Some records:
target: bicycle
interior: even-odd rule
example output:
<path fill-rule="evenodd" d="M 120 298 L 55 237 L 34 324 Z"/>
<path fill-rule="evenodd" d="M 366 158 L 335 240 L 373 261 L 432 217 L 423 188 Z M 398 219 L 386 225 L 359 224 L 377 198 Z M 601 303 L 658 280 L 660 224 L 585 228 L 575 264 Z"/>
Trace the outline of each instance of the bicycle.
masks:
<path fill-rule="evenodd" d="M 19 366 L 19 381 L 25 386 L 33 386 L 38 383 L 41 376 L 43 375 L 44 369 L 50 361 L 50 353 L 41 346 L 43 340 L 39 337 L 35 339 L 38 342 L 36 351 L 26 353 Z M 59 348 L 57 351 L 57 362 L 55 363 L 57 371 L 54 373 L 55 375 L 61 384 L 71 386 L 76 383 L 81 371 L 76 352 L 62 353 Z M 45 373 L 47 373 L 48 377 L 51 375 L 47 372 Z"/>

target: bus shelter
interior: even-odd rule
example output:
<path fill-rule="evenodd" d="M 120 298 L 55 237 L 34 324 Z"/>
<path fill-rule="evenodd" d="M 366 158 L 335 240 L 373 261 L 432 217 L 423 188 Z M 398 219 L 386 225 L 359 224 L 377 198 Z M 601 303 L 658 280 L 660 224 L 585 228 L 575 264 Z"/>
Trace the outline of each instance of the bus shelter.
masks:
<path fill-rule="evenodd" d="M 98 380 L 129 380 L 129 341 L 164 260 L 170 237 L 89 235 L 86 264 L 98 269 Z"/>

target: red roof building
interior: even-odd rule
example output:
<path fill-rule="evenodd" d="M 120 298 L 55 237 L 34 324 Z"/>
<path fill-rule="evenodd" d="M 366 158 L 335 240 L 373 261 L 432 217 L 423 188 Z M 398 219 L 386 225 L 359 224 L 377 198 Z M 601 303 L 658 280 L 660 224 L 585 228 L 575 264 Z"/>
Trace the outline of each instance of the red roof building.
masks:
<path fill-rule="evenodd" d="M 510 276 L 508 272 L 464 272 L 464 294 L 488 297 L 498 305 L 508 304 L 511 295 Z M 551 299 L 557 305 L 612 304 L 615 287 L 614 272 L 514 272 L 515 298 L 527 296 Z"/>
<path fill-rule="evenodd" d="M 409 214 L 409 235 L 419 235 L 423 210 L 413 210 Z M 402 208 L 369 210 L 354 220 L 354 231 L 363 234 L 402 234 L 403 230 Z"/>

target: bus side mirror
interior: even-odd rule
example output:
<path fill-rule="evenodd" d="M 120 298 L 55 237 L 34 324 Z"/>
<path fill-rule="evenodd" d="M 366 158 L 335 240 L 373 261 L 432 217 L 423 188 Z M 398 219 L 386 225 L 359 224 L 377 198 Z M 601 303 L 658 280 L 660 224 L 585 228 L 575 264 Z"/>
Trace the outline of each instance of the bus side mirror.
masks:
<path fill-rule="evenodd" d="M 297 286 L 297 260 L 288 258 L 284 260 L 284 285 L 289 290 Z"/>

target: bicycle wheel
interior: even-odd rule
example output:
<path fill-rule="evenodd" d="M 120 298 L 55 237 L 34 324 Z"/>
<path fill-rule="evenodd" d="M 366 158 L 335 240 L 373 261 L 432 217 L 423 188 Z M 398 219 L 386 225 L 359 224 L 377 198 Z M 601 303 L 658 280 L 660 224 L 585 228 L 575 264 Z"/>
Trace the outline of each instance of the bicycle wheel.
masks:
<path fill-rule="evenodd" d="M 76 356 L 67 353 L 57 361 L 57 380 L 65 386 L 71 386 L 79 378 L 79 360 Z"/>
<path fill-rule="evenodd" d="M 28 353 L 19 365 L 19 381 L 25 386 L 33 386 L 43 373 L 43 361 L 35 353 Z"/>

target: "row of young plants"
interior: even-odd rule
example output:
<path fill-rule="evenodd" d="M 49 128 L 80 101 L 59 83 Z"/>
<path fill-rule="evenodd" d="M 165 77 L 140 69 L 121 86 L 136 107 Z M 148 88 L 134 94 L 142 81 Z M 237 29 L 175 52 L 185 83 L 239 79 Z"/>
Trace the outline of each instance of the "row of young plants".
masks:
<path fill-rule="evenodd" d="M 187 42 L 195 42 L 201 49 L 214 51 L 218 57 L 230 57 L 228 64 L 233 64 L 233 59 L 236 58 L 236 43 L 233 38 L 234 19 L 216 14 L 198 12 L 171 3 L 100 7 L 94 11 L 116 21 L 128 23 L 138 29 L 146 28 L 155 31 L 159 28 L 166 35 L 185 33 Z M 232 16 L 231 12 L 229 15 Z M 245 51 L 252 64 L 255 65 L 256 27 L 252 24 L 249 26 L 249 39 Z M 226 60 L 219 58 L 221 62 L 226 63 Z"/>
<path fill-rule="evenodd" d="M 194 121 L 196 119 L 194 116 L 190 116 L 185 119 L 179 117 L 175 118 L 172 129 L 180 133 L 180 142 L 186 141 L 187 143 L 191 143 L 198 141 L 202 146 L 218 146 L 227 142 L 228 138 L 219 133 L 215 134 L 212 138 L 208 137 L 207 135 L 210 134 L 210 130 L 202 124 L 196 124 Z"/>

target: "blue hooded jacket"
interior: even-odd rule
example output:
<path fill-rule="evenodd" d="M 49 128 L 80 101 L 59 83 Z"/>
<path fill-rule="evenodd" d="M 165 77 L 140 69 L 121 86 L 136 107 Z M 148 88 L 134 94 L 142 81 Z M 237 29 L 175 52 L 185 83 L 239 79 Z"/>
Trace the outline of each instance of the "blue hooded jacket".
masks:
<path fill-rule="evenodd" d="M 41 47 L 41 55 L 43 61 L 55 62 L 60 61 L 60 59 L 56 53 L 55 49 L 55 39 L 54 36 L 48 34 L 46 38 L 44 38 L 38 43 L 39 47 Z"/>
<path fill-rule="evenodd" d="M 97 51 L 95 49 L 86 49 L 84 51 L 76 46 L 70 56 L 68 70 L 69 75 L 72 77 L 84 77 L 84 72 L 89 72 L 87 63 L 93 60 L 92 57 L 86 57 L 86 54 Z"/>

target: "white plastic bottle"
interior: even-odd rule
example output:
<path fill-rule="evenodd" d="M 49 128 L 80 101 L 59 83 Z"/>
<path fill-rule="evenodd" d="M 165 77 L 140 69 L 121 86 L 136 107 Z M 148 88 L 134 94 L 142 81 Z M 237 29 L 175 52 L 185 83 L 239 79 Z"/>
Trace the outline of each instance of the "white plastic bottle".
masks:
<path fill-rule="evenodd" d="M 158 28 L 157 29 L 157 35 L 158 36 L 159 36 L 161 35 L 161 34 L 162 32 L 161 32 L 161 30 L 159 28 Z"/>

:: What the task asks ::
Retype the whole listing, matching it exactly.

:: The answer ::
target: bicycle
interior: even-odd rule
example output:
<path fill-rule="evenodd" d="M 120 298 L 55 237 L 34 324 Z"/>
<path fill-rule="evenodd" d="M 366 158 L 335 240 L 373 261 L 432 217 L 423 188 Z M 398 219 L 386 225 L 359 224 L 377 198 Z M 601 303 L 658 280 L 660 224 L 585 228 L 575 264 Z"/>
Trace the outline of each instance of the bicycle.
masks:
<path fill-rule="evenodd" d="M 19 366 L 19 381 L 25 386 L 33 386 L 38 383 L 41 376 L 43 375 L 44 369 L 50 361 L 50 353 L 41 346 L 43 340 L 39 337 L 35 339 L 38 342 L 36 351 L 26 353 Z M 59 348 L 57 351 L 57 362 L 55 363 L 57 371 L 54 373 L 55 375 L 61 384 L 71 386 L 76 383 L 81 371 L 76 352 L 62 353 Z M 45 373 L 47 373 L 48 377 L 51 375 L 47 372 Z"/>

target: bus shelter
interior: even-odd rule
example output:
<path fill-rule="evenodd" d="M 120 298 L 55 237 L 34 324 Z"/>
<path fill-rule="evenodd" d="M 366 158 L 335 240 L 373 261 L 432 217 L 423 188 Z M 398 219 L 386 225 L 359 224 L 377 198 Z M 601 303 L 658 280 L 660 224 L 585 228 L 575 264 Z"/>
Trace the outline of each instance of the bus shelter.
masks:
<path fill-rule="evenodd" d="M 98 380 L 129 380 L 129 341 L 164 260 L 170 237 L 89 235 L 86 264 L 98 269 Z"/>

target: red roof building
interior: even-odd rule
example output:
<path fill-rule="evenodd" d="M 120 298 L 55 237 L 34 324 Z"/>
<path fill-rule="evenodd" d="M 366 158 L 335 240 L 373 261 L 432 217 L 423 188 Z M 398 219 L 386 225 L 359 224 L 377 198 Z M 601 303 L 658 280 L 660 224 L 585 228 L 575 264 Z"/>
Trace the outline of each instance of the red roof building.
masks:
<path fill-rule="evenodd" d="M 510 276 L 508 272 L 464 272 L 464 294 L 488 297 L 498 305 L 508 304 L 511 295 Z M 551 299 L 557 305 L 612 304 L 615 287 L 614 272 L 514 272 L 515 298 L 527 296 Z"/>
<path fill-rule="evenodd" d="M 409 214 L 409 235 L 419 235 L 423 210 L 413 210 Z M 402 208 L 369 210 L 354 220 L 354 231 L 363 234 L 402 234 L 403 230 Z"/>

target: bus side mirror
interior: even-odd rule
example output:
<path fill-rule="evenodd" d="M 120 298 L 55 237 L 34 324 Z"/>
<path fill-rule="evenodd" d="M 366 158 L 335 240 L 373 261 L 432 217 L 423 188 Z M 398 219 L 386 225 L 359 224 L 377 198 Z M 601 303 L 658 280 L 660 224 L 585 228 L 575 264 Z"/>
Trace the outline of each instance of the bus side mirror.
masks:
<path fill-rule="evenodd" d="M 297 286 L 297 260 L 288 258 L 284 260 L 284 285 L 289 290 Z"/>

target: bicycle wheel
interior: even-odd rule
example output:
<path fill-rule="evenodd" d="M 120 298 L 55 237 L 34 324 Z"/>
<path fill-rule="evenodd" d="M 366 158 L 335 240 L 373 261 L 432 217 L 423 188 Z M 398 219 L 386 225 L 359 224 L 377 198 Z M 601 303 L 658 280 L 660 224 L 585 228 L 575 264 Z"/>
Trace the outline of each instance of the bicycle wheel.
masks:
<path fill-rule="evenodd" d="M 76 356 L 67 353 L 57 361 L 57 380 L 65 386 L 71 386 L 79 378 L 79 360 Z"/>
<path fill-rule="evenodd" d="M 28 353 L 19 365 L 19 381 L 25 386 L 33 386 L 43 373 L 43 361 L 35 353 Z"/>

target: "row of young plants"
interior: even-odd rule
example output:
<path fill-rule="evenodd" d="M 49 128 L 80 101 L 59 83 Z"/>
<path fill-rule="evenodd" d="M 165 77 L 140 69 L 121 86 L 136 107 Z M 148 88 L 134 94 L 142 81 Z M 237 29 L 175 52 L 185 83 L 239 79 Z"/>
Trace the outline of each instance of the "row of young plants".
masks:
<path fill-rule="evenodd" d="M 187 42 L 195 42 L 201 49 L 214 51 L 218 57 L 230 57 L 228 64 L 233 64 L 233 59 L 236 58 L 236 43 L 233 38 L 234 19 L 216 14 L 198 12 L 171 3 L 100 7 L 94 11 L 116 21 L 128 23 L 138 29 L 146 28 L 155 31 L 159 28 L 166 35 L 185 33 Z M 232 16 L 231 12 L 229 15 Z M 245 51 L 252 64 L 255 65 L 256 27 L 252 24 L 249 26 L 249 39 Z M 226 60 L 219 58 L 221 62 L 226 63 Z"/>
<path fill-rule="evenodd" d="M 194 121 L 196 119 L 194 116 L 190 116 L 185 119 L 179 117 L 175 118 L 172 129 L 180 133 L 180 142 L 186 141 L 187 143 L 191 143 L 198 141 L 202 146 L 218 146 L 227 142 L 228 138 L 219 133 L 215 134 L 212 138 L 208 137 L 207 135 L 210 134 L 210 130 L 202 124 L 196 124 Z"/>

target: "blue hooded jacket"
interior: even-odd rule
example output:
<path fill-rule="evenodd" d="M 49 128 L 80 101 L 59 83 Z"/>
<path fill-rule="evenodd" d="M 165 77 L 140 69 L 121 86 L 136 107 Z M 148 88 L 134 94 L 142 81 Z M 237 29 L 175 52 L 185 83 L 239 79 Z"/>
Trace the outline of each instance of the "blue hooded jacket".
masks:
<path fill-rule="evenodd" d="M 41 47 L 41 55 L 43 61 L 55 62 L 60 61 L 60 59 L 56 53 L 55 49 L 55 39 L 54 36 L 48 34 L 46 38 L 44 38 L 38 43 L 39 47 Z"/>
<path fill-rule="evenodd" d="M 97 51 L 95 49 L 86 49 L 84 51 L 76 46 L 70 56 L 68 70 L 69 75 L 72 77 L 84 77 L 84 72 L 89 72 L 87 63 L 93 60 L 92 57 L 86 57 L 86 54 Z"/>

target: "white plastic bottle"
interior: even-odd rule
example output:
<path fill-rule="evenodd" d="M 49 128 L 80 101 L 59 83 Z"/>
<path fill-rule="evenodd" d="M 165 77 L 140 69 L 121 86 L 136 107 Z M 148 88 L 134 94 L 142 81 Z M 237 29 L 175 52 L 185 83 L 239 79 Z"/>
Trace the outline of each instance of the "white plastic bottle".
masks:
<path fill-rule="evenodd" d="M 158 28 L 157 29 L 157 35 L 158 36 L 159 36 L 161 35 L 161 34 L 162 32 L 161 32 L 161 30 L 159 28 Z"/>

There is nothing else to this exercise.